PROBLEM: Apart from the pictures, every record here must be copied word for word.

::::::::

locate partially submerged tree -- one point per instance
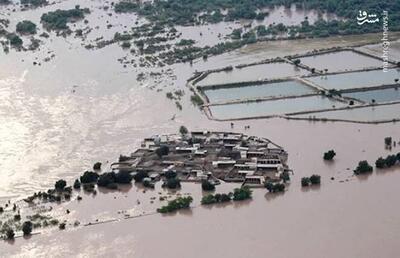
(207, 186)
(97, 166)
(183, 130)
(27, 227)
(363, 168)
(329, 155)
(162, 151)
(60, 185)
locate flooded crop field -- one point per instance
(386, 113)
(382, 95)
(357, 79)
(253, 73)
(361, 83)
(273, 107)
(341, 61)
(83, 96)
(277, 89)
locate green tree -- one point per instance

::::::::

RESPONSE AREA:
locate partially submerged tree -- one point per instance
(207, 186)
(97, 166)
(183, 130)
(27, 227)
(363, 168)
(329, 155)
(162, 151)
(60, 185)
locate flooded crop field -- one point per instance
(386, 113)
(382, 95)
(357, 79)
(253, 73)
(361, 83)
(273, 107)
(341, 61)
(83, 96)
(277, 89)
locate green tree -- one point per instance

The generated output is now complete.